=== JOB ===
Count the lines in the entries below that contain the string "archway", and give only the number.

Records:
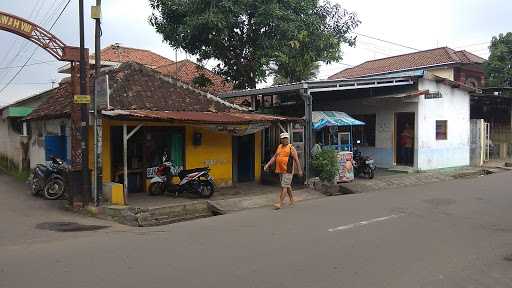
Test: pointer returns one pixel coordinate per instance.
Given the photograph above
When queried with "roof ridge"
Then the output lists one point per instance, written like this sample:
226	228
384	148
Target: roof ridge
131	48
396	56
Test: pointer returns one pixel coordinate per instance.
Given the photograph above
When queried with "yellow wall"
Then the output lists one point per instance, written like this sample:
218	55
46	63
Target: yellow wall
215	151
257	156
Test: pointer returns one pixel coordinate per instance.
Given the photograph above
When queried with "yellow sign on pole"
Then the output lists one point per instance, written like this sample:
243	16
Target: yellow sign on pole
82	99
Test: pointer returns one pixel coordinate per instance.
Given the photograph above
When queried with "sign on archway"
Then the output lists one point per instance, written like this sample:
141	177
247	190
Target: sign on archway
39	36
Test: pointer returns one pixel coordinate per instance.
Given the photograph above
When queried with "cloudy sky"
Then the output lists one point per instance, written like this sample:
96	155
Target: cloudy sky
460	24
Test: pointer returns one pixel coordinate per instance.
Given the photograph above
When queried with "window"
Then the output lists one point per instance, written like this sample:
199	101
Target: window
441	129
365	133
297	137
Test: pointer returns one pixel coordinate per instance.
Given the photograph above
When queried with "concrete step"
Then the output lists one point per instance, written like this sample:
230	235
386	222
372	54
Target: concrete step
403	169
154	216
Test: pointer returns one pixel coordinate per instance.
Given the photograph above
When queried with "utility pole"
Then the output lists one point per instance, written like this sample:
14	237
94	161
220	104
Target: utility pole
98	183
84	113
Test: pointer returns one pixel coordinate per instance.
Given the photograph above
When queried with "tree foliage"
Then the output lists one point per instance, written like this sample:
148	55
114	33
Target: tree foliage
499	66
254	38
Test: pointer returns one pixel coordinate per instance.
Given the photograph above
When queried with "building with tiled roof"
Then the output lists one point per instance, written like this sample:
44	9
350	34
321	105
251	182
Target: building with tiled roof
187	71
195	128
122	54
461	66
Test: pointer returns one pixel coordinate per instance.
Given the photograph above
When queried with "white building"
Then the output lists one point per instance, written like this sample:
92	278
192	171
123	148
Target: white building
416	106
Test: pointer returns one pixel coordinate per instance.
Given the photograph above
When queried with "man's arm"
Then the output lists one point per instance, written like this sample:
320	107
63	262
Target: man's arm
272	161
296	159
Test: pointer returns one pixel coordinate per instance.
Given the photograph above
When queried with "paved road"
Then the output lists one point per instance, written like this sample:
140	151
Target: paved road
450	234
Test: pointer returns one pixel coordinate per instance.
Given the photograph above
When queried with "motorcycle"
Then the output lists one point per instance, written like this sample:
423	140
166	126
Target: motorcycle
49	180
196	181
363	165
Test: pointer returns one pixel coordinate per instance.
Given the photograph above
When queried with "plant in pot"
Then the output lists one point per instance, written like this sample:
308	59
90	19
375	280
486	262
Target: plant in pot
325	165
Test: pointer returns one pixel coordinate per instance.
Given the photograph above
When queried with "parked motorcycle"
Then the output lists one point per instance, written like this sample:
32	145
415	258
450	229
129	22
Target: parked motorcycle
49	180
363	165
196	181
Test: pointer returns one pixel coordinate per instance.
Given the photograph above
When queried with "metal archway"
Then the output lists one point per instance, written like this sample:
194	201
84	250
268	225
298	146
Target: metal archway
55	47
39	36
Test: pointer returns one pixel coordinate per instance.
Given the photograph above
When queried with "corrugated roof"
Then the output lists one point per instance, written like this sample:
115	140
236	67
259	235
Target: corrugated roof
134	86
201	117
416	60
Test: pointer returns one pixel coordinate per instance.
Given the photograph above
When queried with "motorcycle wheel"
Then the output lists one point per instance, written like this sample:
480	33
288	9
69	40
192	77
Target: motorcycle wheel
35	188
206	190
156	188
54	189
371	173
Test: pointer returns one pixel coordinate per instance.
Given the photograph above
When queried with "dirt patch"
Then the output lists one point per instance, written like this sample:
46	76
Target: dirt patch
68	227
440	202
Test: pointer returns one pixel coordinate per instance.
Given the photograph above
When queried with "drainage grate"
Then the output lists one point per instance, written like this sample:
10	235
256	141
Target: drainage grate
68	227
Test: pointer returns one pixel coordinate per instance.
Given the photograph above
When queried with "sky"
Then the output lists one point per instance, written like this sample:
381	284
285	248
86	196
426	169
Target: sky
459	24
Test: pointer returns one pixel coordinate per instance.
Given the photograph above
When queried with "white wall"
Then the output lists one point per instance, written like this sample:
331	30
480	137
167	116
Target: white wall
453	107
385	110
10	142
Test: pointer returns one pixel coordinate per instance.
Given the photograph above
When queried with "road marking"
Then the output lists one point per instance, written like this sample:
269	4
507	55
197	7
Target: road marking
362	223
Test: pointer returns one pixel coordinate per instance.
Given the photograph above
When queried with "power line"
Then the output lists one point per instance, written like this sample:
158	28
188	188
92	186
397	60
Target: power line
32	83
33	52
474	44
31	64
386	41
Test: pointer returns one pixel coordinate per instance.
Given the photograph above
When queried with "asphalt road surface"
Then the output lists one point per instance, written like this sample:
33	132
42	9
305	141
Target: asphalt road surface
451	234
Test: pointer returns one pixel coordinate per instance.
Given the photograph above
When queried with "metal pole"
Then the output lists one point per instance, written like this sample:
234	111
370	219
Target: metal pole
83	109
308	111
125	162
97	160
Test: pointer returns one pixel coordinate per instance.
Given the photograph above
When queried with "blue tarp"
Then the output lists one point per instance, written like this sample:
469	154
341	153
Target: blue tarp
322	119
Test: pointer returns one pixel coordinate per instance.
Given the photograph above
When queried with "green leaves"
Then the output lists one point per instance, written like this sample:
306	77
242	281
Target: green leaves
255	38
326	163
499	66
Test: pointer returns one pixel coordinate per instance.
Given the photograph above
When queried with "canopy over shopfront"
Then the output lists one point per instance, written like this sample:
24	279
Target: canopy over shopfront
323	119
235	123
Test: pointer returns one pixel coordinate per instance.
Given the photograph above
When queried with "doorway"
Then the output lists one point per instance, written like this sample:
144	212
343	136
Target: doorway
404	138
243	158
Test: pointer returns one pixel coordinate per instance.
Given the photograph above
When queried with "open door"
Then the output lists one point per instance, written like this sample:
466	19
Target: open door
243	158
404	138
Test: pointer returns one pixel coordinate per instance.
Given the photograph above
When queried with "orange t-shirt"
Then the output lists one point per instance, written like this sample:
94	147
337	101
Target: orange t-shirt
283	162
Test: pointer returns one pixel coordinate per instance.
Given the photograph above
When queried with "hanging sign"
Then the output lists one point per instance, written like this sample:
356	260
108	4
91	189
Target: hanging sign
15	24
82	99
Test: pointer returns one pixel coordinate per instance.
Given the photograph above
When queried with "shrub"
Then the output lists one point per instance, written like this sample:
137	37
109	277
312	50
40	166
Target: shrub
326	163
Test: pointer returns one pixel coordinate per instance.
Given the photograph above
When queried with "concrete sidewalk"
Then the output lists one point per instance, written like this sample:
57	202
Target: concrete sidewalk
225	206
360	185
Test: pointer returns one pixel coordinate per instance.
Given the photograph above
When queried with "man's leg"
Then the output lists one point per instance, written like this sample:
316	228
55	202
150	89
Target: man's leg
290	195
282	196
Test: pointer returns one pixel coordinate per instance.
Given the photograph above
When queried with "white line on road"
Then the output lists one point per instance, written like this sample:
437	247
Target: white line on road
365	222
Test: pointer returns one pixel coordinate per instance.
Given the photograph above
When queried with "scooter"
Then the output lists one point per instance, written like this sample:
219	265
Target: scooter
49	180
363	165
196	181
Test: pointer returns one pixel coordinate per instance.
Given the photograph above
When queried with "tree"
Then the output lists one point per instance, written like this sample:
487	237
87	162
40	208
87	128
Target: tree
254	38
499	66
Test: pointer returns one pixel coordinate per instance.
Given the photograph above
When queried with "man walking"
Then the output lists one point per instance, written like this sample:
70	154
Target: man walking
284	158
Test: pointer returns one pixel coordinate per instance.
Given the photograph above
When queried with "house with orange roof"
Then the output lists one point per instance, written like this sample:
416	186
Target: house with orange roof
416	107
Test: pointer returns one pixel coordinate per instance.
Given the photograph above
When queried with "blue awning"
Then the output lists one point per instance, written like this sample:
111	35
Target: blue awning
322	119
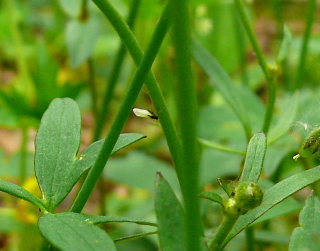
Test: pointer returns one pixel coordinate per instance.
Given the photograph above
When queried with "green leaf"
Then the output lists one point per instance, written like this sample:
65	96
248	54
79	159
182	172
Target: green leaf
273	196
254	159
114	219
21	193
307	236
212	196
73	232
170	217
87	158
223	82
288	112
57	143
81	38
285	45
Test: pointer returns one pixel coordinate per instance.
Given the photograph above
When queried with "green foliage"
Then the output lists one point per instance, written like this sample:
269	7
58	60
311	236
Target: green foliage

=== PROBLEM SOLUTION ===
4